AUFGABENSTELLUNG:
Extrahiere den folgenden Forenthread über MTB-Händler in Hamburg vollständig und Zeichen für Zeichen.

::: FORENTHREAD :::

# Händler in Hamburg



## rupsk0 (31. Juli 2007)

Hallo,

suche in Hamburg einen/mehrere Händler für MTBs. 
Kriterien: gute Auswahl, kompetente Beratung und vernünftiger Service für das etwaige Produkt.

Bin für Hinweise dankbar


----------



## Stemmel (31. Juli 2007)

Schau doch mal hier 

http://www.mtb-news.de/forum/showthread.php?t=276300

Daggi


----------



## MTB-News.de




----------



## Backfisch (31. Juli 2007)

http://www.mtb-news.de/forum/showthread.php?t=276300

Edit: Ich war zu langsam. 


Übrigens kommt es natürlich auch drauf an was Du willst: Hast Du 'ne Preisvorstellung?


----------



## rupsk0 (31. Juli 2007)

Kann bis in den vierstelligen Bereich reingehen, Schmerzgrenze wäre aber bei 1500 wohl erreicht...


----------



## DaZarter85 (8. August 2007)

in Harburg gibts nen super laden im großmoorbogen.....
Fahrradcenter meldet sich das....wenn nicht schreibt ma bei icq an....

christian


----------



## John Rico (8. August 2007)

In den unteren Preiskategorien wäre BOC sicher auch nen Besuch wert.
(Zum Beispiel auch in Großmoorbogen in Harburg, ca. 500 m vom Fahrradcenter entfernt)

Ist zwar "noname", aber das sind waren die meisten Versender ja auch.
Und preislich sind die von der Ausstattung zum Teil sehr interessant, zumal in letzter Zeit einige neue Modelle gekommen sind.

Kannst auch vorab schonmal auf www.boc24.de gucken, wobei da glaube ich die neuen Modelle z.T. noch nicht online sind.

Ansonsten die "Klassiker" aus dem oben genannten Beitrag.

::: GESAMMELTES MATERIAL :::

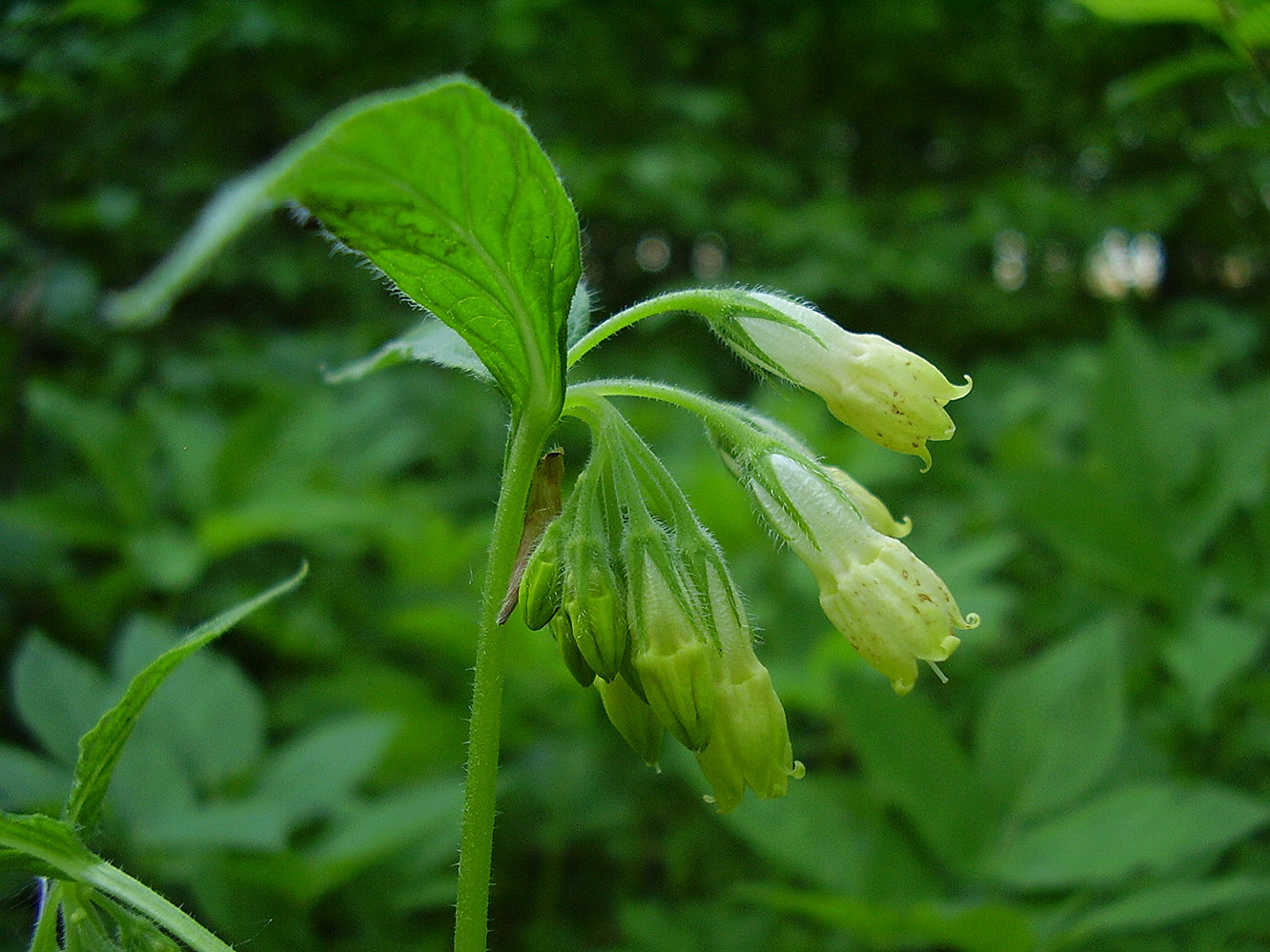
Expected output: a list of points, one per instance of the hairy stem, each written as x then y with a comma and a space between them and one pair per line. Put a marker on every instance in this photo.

:::

ERGEBNIS:
# Händler in Hamburg



## rupsk0 (31. Juli 2007)

Hallo,

suche in Hamburg einen/mehrere Händler für MTBs. 
Kriterien: gute Auswahl, kompetente Beratung und vernünftiger Service für das etwaige Produkt.

Bin für Hinweise dankbar


----------



## Stemmel (31. Juli 2007)

Schau doch mal hier 

http://www.mtb-news.de/forum/showthread.php?t=276300

Daggi


----------



## MTB-News.de




----------



## Backfisch (31. Juli 2007)

http://www.mtb-news.de/forum/showthread.php?t=276300

Edit: Ich war zu langsam. 


Übrigens kommt es natürlich auch drauf an was Du willst: Hast Du 'ne Preisvorstellung?


----------



## rupsk0 (31. Juli 2007)

Kann bis in den vierstelligen Bereich reingehen, Schmerzgrenze wäre aber bei 1500 wohl erreicht...


----------



## DaZarter85 (8. August 2007)

in Harburg gibts nen super laden im großmoorbogen.....
Fahrradcenter meldet sich das....wenn nicht schreibt ma bei icq an....

christian


----------



## John Rico (8. August 2007)

In den unteren Preiskategorien wäre BOC sicher auch nen Besuch wert.
(Zum Beispiel auch in Großmoorbogen in Harburg, ca. 500 m vom Fahrradcenter entfernt)

Ist zwar "noname", aber das sind waren die meisten Versender ja auch.
Und preislich sind die von der Ausstattung zum Teil sehr interessant, zumal in letzter Zeit einige neue Modelle gekommen sind.

Kannst auch vorab schonmal auf www.boc24.de gucken, wobei da glaube ich die neuen Modelle z.T. noch nicht online sind.

Ansonsten die "Klassiker" aus dem oben genannten Beitrag.